> [AIM]
Pull out each line in the data below that contains the string "branch" and copy those lines in full.

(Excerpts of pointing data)
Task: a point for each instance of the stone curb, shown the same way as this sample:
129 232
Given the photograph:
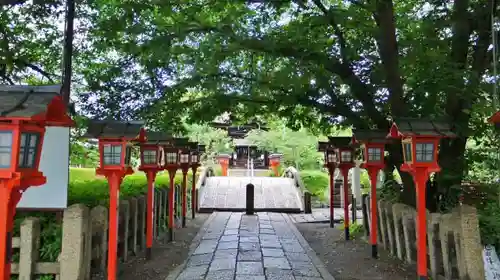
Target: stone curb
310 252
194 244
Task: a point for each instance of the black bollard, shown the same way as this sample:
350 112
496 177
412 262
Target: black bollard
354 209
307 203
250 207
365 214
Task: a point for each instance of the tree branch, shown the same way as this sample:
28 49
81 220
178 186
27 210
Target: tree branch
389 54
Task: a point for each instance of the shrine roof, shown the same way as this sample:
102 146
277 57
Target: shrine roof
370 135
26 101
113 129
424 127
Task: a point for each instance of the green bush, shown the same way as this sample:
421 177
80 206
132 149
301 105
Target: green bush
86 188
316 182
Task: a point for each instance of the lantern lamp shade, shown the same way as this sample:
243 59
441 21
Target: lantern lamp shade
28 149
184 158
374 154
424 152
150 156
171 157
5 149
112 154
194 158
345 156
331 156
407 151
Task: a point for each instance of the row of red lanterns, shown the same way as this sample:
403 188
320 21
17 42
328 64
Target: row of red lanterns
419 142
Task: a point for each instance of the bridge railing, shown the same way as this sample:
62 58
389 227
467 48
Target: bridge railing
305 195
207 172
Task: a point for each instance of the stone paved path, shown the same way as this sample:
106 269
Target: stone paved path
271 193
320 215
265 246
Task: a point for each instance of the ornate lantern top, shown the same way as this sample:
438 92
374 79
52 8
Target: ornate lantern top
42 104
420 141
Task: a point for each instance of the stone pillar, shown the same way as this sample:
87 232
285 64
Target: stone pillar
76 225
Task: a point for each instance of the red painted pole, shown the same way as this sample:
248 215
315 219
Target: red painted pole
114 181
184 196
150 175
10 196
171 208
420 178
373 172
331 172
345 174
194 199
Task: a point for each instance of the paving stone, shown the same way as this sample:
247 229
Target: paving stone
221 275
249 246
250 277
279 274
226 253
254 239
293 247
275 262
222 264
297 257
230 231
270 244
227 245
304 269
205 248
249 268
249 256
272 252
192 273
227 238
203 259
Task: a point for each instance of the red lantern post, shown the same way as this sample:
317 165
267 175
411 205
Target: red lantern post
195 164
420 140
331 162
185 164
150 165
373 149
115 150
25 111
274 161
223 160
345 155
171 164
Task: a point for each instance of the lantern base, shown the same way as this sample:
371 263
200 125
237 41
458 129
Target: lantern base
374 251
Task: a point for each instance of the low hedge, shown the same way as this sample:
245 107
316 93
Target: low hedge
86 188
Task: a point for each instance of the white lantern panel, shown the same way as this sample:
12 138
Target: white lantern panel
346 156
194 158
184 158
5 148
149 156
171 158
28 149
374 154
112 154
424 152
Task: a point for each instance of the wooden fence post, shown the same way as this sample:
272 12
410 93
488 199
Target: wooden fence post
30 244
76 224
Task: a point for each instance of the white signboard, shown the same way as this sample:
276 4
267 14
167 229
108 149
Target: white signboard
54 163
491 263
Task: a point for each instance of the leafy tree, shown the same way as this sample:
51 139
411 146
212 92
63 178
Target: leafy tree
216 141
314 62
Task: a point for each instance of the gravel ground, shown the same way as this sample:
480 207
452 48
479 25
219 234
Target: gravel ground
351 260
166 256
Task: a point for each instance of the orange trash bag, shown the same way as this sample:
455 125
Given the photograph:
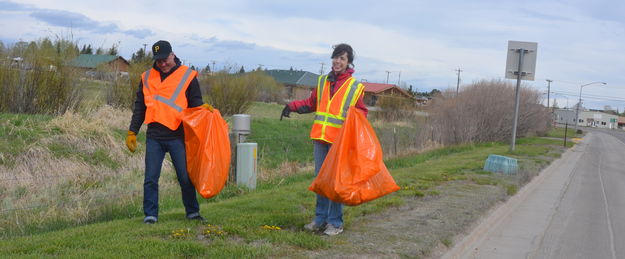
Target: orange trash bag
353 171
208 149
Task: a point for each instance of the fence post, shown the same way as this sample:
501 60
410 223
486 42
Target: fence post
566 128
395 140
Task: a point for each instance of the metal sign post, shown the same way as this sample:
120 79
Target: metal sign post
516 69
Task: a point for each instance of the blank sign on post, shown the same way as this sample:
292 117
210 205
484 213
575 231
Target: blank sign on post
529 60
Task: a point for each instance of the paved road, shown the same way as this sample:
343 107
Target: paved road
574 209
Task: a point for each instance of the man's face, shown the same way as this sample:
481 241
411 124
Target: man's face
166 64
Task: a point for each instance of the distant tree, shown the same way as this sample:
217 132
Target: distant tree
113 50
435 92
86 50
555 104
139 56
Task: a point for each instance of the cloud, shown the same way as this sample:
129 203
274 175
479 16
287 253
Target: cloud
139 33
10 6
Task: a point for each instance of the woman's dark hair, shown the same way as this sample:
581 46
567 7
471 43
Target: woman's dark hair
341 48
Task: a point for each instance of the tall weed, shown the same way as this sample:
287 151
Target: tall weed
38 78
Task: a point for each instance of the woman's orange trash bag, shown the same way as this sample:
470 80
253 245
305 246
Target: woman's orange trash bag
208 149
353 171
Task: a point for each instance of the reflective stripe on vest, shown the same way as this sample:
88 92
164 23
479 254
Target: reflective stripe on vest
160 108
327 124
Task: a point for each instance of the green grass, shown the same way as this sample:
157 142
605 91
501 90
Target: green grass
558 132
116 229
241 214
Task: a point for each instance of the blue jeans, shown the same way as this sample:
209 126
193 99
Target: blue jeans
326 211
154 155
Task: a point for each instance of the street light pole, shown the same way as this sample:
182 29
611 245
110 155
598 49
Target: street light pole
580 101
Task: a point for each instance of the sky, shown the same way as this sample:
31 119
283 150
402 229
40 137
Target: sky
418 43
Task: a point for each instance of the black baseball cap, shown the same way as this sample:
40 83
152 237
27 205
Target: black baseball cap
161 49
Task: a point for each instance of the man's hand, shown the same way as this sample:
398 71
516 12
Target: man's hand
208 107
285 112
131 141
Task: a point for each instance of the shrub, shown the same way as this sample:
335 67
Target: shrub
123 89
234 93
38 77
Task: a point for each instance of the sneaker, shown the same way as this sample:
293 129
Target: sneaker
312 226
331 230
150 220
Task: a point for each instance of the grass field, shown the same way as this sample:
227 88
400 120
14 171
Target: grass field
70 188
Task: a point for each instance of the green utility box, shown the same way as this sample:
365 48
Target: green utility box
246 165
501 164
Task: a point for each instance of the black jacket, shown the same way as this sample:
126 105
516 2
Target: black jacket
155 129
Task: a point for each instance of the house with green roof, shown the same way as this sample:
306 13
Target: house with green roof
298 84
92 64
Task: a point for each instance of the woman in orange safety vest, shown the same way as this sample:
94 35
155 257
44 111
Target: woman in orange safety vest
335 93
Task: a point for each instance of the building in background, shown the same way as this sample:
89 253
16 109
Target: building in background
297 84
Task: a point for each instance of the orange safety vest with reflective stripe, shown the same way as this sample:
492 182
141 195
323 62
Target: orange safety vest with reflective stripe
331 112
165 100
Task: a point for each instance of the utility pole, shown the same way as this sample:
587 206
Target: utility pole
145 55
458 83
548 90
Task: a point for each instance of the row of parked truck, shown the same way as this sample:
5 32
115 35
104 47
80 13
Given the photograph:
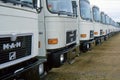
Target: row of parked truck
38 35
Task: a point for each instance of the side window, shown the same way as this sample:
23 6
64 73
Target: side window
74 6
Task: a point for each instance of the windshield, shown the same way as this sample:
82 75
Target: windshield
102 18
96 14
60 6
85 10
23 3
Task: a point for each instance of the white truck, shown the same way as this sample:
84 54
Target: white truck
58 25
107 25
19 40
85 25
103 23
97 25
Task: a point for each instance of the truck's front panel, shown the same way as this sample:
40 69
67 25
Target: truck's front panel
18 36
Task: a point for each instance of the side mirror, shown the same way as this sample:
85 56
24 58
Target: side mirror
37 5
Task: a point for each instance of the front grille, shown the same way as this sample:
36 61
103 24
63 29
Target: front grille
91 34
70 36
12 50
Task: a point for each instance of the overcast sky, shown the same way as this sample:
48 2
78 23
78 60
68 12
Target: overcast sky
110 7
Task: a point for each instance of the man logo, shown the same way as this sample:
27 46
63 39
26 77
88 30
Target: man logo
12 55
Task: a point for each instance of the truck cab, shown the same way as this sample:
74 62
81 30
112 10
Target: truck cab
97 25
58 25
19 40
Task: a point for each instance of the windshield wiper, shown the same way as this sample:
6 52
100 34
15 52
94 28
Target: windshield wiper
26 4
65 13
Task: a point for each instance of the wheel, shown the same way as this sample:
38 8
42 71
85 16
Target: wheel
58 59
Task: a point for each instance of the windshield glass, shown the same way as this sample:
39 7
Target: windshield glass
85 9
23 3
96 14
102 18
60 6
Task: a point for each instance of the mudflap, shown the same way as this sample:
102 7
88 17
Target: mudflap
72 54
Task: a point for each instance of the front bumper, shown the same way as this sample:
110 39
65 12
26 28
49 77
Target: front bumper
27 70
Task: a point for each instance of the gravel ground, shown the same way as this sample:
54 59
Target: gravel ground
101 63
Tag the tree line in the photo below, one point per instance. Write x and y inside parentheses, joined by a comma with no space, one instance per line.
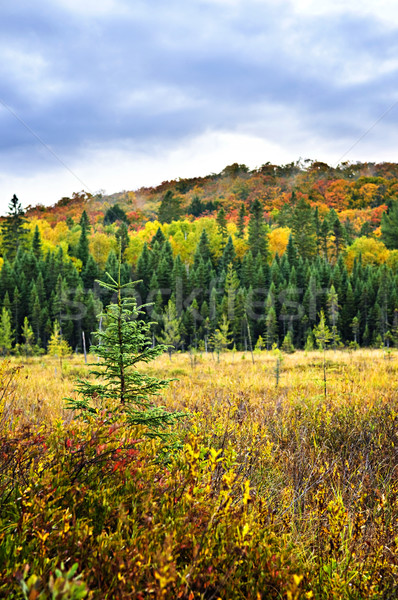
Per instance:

==

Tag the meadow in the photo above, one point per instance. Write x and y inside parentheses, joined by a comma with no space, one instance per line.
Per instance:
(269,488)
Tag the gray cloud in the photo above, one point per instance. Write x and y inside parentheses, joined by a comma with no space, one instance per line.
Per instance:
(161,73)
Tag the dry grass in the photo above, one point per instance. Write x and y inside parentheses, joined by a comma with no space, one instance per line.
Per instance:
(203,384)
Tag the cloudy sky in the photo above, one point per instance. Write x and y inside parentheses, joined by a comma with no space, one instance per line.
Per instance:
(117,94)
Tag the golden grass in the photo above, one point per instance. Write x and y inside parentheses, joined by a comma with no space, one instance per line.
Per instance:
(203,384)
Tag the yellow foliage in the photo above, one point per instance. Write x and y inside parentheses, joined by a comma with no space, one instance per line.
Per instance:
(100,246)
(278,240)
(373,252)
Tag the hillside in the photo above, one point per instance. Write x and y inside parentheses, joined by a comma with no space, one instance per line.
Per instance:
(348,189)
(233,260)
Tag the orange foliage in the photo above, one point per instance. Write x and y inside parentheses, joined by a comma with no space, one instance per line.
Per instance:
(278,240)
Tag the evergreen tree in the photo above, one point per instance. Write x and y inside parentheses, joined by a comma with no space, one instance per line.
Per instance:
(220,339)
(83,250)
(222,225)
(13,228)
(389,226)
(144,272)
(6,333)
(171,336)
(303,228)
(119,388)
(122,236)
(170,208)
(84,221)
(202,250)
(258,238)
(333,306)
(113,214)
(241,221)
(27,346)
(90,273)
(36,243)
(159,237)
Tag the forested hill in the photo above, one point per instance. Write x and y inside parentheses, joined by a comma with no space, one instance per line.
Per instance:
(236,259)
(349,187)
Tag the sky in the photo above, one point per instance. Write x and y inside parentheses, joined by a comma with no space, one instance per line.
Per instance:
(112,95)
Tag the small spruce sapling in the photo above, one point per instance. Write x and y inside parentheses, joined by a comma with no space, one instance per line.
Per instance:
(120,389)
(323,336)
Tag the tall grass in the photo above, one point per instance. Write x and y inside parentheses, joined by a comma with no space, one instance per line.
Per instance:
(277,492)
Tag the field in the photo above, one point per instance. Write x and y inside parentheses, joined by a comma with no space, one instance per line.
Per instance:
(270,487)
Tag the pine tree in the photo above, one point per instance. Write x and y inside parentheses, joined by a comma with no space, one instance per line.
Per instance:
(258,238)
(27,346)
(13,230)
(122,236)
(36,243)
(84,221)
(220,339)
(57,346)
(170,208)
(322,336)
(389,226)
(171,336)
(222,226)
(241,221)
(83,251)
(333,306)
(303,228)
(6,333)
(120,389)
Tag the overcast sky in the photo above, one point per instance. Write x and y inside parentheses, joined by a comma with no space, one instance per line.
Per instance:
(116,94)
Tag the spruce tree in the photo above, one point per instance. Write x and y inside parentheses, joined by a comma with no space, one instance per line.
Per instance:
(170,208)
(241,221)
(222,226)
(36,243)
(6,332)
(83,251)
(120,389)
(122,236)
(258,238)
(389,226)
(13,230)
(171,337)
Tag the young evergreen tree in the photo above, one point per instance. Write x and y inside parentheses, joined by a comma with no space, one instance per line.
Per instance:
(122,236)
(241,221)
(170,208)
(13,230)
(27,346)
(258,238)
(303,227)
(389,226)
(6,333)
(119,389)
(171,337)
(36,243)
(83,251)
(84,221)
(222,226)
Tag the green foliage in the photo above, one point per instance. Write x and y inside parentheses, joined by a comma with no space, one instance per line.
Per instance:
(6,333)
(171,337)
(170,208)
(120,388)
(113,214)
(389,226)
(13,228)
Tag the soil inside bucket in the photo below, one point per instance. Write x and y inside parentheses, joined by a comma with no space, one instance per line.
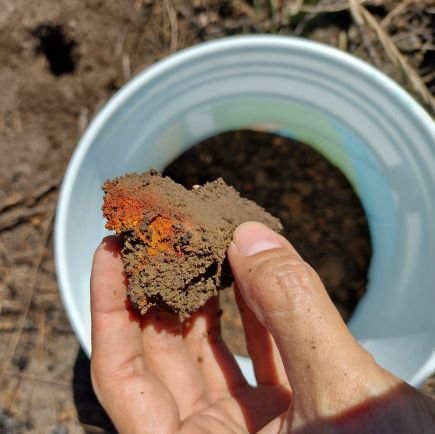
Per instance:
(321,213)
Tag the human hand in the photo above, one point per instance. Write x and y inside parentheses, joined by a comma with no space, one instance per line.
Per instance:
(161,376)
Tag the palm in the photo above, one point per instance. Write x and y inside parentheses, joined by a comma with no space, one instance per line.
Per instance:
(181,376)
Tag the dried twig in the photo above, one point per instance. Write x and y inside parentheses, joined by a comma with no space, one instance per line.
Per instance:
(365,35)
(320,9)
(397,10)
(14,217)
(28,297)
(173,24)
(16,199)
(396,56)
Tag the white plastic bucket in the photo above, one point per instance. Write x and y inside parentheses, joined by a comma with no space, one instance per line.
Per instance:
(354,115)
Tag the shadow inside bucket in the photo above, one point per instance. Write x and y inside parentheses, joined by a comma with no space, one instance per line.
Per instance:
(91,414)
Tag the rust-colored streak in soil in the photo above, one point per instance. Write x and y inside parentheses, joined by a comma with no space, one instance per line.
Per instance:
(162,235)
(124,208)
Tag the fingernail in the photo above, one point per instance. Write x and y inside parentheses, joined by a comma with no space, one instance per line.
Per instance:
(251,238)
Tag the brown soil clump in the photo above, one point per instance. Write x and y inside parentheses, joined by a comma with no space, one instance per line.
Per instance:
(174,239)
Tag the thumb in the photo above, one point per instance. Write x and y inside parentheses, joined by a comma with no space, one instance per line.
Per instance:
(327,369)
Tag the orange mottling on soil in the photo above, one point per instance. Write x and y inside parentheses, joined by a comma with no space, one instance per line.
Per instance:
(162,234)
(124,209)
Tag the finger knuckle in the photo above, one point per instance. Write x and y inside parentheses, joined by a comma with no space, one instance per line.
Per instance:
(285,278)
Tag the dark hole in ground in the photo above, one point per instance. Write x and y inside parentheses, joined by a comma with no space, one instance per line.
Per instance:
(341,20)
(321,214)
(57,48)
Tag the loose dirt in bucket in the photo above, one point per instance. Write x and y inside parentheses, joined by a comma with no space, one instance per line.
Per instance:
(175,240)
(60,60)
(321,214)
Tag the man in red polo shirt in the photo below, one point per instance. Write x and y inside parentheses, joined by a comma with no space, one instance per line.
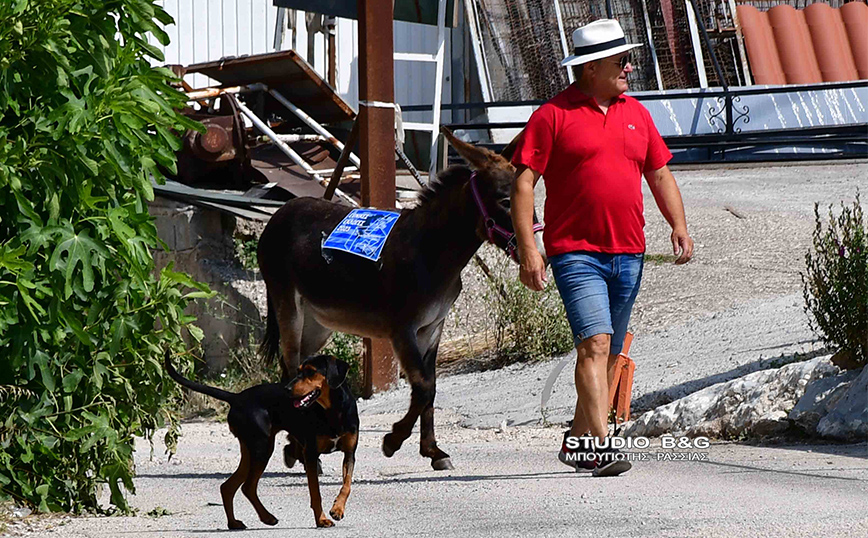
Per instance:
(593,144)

> [SOLUTION TO THE EXERCISE]
Task: a point for each instance of the tree branch, shown the same way as this sample:
Target: tree branch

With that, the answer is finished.